• [STATED PROBLEM 1]
Reproduce verbatim the lines of the listing from the line containing "TARGET: man's ear" through the final line of the listing, inclusive.
• [STATED PROBLEM 2]
Write the next part of the chapter on splines, beginning immediately after its final line.

• [PAGE]
☆ ☆ ☆

Chapter 9 Spline

9.1 From Linear to Nonlinear

In previous chapters, we mainly focused linear models. Modeling nonlinear trends can still be done with linear model by introducing higher-order terms, or nonlinear transformations. For example, \(x^2\), \(\log(x)\) are all very commonly used approaches to model nonlinear effects. There is another class of approaches that is more flexible with nice theoretical properties, the splines. In this chapter, we mainly focus on univariate regression problems.

9.2 A Motivating Example and Polynomials

We use the U.S. birth rate data as an example. The data records birth rates from 1917 to 2003. The birth rate trend is obviously very nonlinear.

    birthrates= read.csv("data/birthrate2.csv", row.names = 1)
    head(birthrates)
##   Year Birthrate
## 1 1917     183.1
## 2 1918     183.9
## 3 1919     163.1
## 4 1920     179.5
## 5 1921     181.4
## 6 1922     173.4
    par(mar = c(4,4,1,1))
    plot(birthrates, pch = 19, col = "darkorange")

☆ ☆ ☆

• [DATA SHOWN]
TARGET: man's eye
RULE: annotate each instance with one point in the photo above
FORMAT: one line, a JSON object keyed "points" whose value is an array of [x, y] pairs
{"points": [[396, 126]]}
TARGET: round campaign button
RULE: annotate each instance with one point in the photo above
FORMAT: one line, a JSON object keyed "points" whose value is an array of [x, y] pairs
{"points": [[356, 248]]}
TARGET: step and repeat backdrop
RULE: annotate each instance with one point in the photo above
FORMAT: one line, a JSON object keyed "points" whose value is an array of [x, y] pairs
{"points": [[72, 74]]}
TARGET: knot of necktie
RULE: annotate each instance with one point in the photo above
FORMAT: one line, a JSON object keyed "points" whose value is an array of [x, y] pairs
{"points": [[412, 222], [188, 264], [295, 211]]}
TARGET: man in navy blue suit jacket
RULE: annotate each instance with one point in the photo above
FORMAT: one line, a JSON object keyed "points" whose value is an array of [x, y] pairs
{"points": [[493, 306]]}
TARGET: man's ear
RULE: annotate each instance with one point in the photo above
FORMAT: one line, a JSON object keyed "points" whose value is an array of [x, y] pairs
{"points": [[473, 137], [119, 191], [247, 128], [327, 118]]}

☆ ☆ ☆

• [OUTPUT 1]
TARGET: man's ear
RULE: annotate each instance with one point in the photo above
FORMAT: one line, a JSON object keyed "points" whose value is an array of [x, y] pairs
{"points": [[473, 137], [119, 191], [247, 128], [327, 118]]}

• [OUTPUT 2]
It might be interesting to fit a linear regression with high order polynomials to approximate this curve. This can be carried out using the poly() function, which calculates all polynomials up to a certain power. Please note that this is a more stable method compared with writing out the powers such as I(Year^2), I(Year^3) etc because the Year variable is very large, and is numerically unstable.

    par(mfrow=c(1,2))

    par(mar = c(2,3,2,0))
    lmfit <- lm(Birthrate ~ poly(Year, 3), data = birthrates)
    plot(birthrates, pch = 19, col = "darkorange")
    lines(birthrates$Year, lmfit$fitted.values, lty = 1, col = "deepskyblue", lwd = 2)
    title("degree = 3")
    
    par(mar = c(2,3,2,0))
    lmfit <- lm(Birthrate ~ poly(Year, 5), data = birthrates)
    plot(birthrates, pch = 19, col = "darkorange")
    lines(birthrates$Year, lmfit$fitted.values, lty = 1, col = "deepskyblue", lwd = 2)
    title("degree = 5")

These fittings do not seem to perform very well. How about we take a different approach to model the curve locally. Well, we know there is an approach that works in a similar way – \(k\)NN. But we will try something new. Let’s first divide the year range into several non-overlapping intervals, say, every 10 years. Then we will estimate the regression coefficients within each interval by averaging the observations, just like \(k\)NN. The only difference is that for prediction, we do not recalculate the neighbors anymore, just check the intervals.

    par(mfrow=c(1,1))
    par(mar = c(2,2,2,0))

    mybasis = matrix(NA, nrow(birthrates), 8)
    for (l in 1:8)
        mybasis[, l] = birthrates$Year*(birthrates$Year >= 1917 + l*10)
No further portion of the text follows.